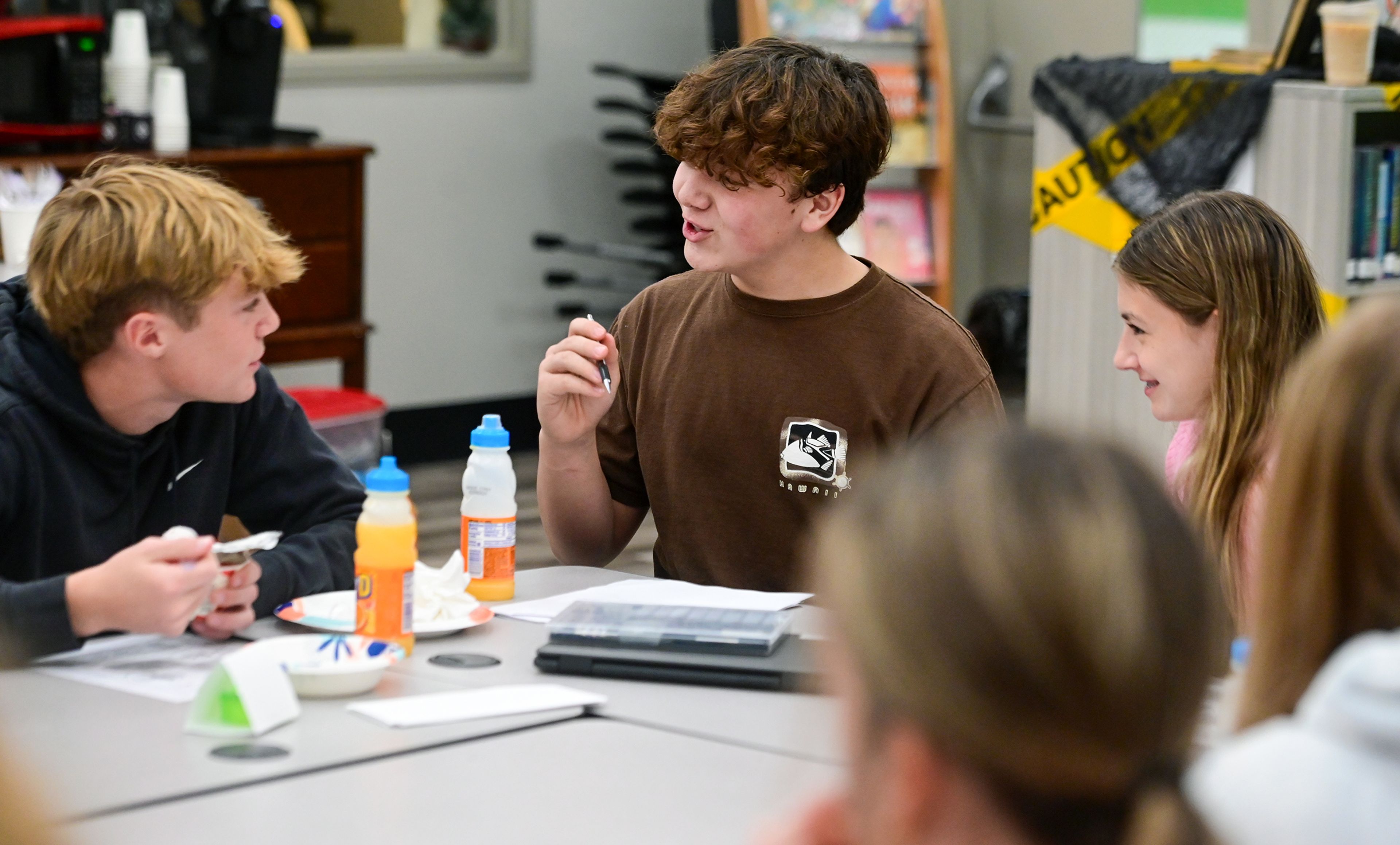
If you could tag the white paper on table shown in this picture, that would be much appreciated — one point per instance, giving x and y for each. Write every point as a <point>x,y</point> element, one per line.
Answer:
<point>163,668</point>
<point>460,706</point>
<point>654,591</point>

##############################

#### Goal of the exercise:
From the first line to the last, restate the entries exactly, without pictures.

#### Written answer:
If you could tag the white paper on table shown in this picture, that would be much appreciated — one point per instance, giving x and y for each. Write every point as a <point>x,y</point> element, one per line.
Answer:
<point>163,668</point>
<point>460,706</point>
<point>654,591</point>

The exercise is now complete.